◆ AIM OF THE TASK ◆
Each entry below should be retyped exactly as given.
[Opening DATA TO EXAMINE section]
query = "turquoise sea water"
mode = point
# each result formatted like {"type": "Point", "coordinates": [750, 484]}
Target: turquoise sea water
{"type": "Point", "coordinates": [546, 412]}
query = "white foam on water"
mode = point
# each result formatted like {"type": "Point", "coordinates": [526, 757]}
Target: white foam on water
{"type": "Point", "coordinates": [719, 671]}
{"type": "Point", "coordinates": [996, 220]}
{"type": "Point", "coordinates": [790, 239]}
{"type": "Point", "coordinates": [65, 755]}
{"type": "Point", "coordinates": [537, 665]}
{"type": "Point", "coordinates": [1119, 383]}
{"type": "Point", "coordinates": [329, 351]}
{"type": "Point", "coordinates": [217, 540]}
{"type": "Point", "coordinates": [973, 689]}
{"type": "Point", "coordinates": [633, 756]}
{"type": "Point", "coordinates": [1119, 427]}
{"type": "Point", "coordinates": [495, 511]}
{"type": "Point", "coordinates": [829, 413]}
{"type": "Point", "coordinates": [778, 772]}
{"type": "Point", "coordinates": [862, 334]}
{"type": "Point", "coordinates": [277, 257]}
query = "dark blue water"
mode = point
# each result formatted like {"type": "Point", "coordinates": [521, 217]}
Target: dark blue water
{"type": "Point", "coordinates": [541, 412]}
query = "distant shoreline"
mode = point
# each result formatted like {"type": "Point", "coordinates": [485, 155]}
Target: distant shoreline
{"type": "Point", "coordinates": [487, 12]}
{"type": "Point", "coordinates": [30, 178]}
[Closing DATA TO EXAMINE section]
◆ EXPECTED ANSWER ◆
query = "turquoise sea water"
mode = point
# each result formatted like {"type": "Point", "coordinates": [750, 484]}
Target: turquoise sea water
{"type": "Point", "coordinates": [546, 412]}
query = "white foam on water"
mode = point
# each result formatted like {"type": "Point", "coordinates": [526, 757]}
Target: white foam on water
{"type": "Point", "coordinates": [719, 671]}
{"type": "Point", "coordinates": [996, 220]}
{"type": "Point", "coordinates": [790, 239]}
{"type": "Point", "coordinates": [65, 755]}
{"type": "Point", "coordinates": [537, 665]}
{"type": "Point", "coordinates": [1119, 383]}
{"type": "Point", "coordinates": [329, 351]}
{"type": "Point", "coordinates": [217, 540]}
{"type": "Point", "coordinates": [973, 689]}
{"type": "Point", "coordinates": [633, 756]}
{"type": "Point", "coordinates": [1119, 427]}
{"type": "Point", "coordinates": [495, 511]}
{"type": "Point", "coordinates": [829, 413]}
{"type": "Point", "coordinates": [778, 772]}
{"type": "Point", "coordinates": [862, 334]}
{"type": "Point", "coordinates": [277, 257]}
query = "dark blue water"
mode = point
# each result formatted like {"type": "Point", "coordinates": [521, 217]}
Target: dark blue water
{"type": "Point", "coordinates": [541, 412]}
query = "distant shoreline"
mode = point
# each result formatted like {"type": "Point", "coordinates": [485, 155]}
Target: distant shoreline
{"type": "Point", "coordinates": [487, 12]}
{"type": "Point", "coordinates": [30, 178]}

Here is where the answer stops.